■ Data to process ■
BEGIN

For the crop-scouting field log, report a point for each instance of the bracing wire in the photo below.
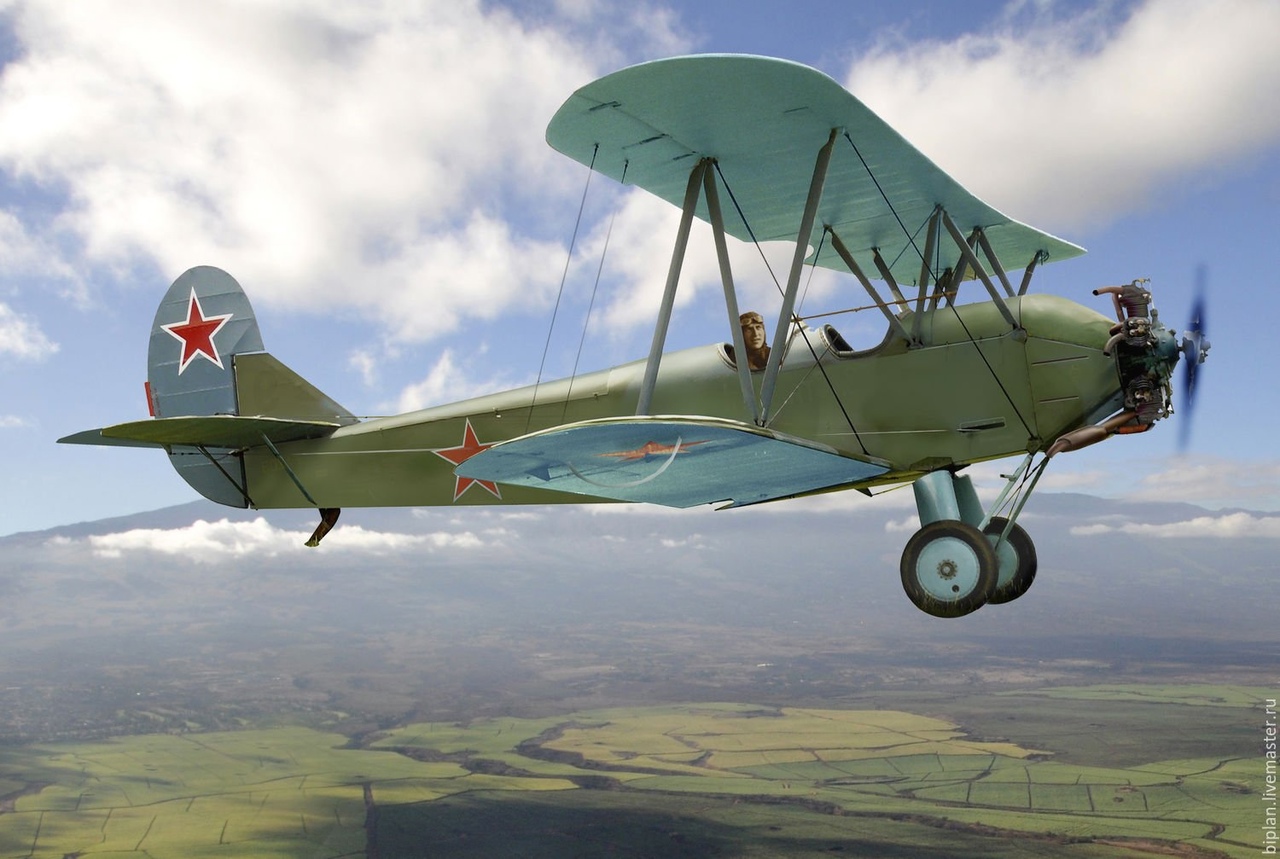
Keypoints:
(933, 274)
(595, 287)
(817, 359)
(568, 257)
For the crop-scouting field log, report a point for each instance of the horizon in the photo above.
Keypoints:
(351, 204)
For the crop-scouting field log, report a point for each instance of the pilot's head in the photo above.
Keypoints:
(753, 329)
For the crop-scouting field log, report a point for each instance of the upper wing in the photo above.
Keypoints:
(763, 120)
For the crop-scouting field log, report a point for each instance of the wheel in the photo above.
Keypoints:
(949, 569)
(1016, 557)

END
BEGIN

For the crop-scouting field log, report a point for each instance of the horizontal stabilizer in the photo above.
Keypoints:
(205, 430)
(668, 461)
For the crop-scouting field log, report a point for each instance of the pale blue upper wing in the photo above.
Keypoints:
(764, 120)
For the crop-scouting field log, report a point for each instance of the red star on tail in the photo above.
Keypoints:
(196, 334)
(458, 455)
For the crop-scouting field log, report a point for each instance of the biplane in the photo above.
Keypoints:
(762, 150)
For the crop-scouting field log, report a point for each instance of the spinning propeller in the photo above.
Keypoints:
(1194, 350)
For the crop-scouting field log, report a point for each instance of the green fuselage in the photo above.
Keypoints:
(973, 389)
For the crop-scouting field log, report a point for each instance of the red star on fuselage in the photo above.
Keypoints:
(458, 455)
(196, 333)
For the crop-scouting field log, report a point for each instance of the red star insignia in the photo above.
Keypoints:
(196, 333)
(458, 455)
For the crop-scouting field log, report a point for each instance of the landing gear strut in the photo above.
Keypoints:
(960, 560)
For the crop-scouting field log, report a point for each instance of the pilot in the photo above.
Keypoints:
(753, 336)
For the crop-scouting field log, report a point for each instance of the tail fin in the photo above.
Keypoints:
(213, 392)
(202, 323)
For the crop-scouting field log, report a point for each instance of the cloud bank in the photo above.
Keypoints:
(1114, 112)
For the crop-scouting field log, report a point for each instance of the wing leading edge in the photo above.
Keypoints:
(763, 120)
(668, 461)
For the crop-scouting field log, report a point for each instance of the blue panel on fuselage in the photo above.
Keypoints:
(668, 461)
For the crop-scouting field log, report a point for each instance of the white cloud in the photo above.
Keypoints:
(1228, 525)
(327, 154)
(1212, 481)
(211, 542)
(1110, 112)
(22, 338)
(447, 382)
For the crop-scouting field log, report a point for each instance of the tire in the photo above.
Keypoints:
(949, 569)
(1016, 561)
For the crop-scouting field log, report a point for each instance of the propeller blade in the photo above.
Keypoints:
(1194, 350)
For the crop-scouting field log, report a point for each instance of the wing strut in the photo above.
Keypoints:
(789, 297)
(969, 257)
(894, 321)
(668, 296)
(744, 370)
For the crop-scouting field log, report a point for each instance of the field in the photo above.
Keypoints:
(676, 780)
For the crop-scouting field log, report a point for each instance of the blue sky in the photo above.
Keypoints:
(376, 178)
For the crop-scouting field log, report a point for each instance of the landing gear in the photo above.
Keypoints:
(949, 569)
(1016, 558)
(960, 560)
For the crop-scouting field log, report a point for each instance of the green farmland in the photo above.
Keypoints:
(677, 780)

END
BEGIN

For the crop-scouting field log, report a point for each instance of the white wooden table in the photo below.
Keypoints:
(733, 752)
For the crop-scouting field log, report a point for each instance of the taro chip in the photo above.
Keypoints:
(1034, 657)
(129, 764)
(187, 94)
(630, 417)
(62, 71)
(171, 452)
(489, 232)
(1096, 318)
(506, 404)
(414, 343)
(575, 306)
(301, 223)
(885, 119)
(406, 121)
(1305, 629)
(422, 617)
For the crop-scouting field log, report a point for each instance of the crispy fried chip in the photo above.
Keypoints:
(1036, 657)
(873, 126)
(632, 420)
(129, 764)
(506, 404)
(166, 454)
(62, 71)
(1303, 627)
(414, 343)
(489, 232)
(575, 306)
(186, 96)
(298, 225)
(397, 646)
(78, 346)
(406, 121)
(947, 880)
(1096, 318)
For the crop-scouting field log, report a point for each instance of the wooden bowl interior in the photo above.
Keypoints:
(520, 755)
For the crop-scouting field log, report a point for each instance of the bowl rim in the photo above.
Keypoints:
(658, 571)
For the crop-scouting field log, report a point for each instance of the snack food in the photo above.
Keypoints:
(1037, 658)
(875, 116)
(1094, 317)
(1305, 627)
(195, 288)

END

■ Exercise description ■
When a line of the records holds the word "below", copy that line.

■ Response to the exercise ■
For the crop-scouting field log, report a point for each instance of the bracing wire in the photo below.
For the crop-scouting field log, report a point for each instance of the white wooden table in the photo below.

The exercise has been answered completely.